* _TASK BRIEF_
Give again, word for word, the lines below that run from the line with "[pin] red ribbon" through the line with "[pin] green leaf". Drop the pictures.

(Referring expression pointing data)
_ _ _ _

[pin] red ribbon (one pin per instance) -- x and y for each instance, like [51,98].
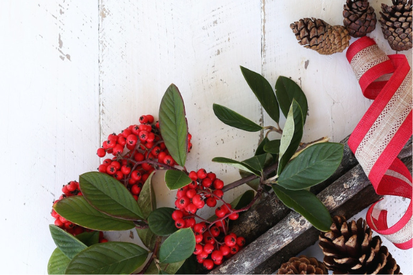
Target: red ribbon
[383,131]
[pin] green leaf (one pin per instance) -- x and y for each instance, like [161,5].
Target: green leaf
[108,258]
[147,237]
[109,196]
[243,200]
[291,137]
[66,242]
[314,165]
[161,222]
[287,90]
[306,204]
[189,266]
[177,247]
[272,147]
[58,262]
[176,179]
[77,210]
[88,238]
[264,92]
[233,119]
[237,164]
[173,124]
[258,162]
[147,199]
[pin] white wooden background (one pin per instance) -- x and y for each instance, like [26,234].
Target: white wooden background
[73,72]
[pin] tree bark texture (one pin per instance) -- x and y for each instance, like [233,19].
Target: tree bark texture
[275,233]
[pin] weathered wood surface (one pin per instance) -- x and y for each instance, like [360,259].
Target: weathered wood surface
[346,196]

_ _ _ _

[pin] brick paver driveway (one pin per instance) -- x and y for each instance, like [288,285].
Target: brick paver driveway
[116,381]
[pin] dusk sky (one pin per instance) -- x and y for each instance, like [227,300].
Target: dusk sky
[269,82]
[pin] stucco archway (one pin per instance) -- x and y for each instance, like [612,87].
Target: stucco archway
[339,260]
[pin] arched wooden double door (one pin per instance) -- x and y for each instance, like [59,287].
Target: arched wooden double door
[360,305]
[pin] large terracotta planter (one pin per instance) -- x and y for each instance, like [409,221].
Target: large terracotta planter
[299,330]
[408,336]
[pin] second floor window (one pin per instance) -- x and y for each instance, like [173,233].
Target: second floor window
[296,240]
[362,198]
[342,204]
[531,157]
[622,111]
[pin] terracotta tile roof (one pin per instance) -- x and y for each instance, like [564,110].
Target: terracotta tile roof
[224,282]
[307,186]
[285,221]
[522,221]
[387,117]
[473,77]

_ _ _ _

* _RESULT OF THE EXERCISE_
[pin] red ribbon (one pin per instance) -- x and y for each instance, like [51,98].
Target: red ribbon
[383,131]
[pin] green leaf (one pin per instance) -- x and y for each instance, like [161,5].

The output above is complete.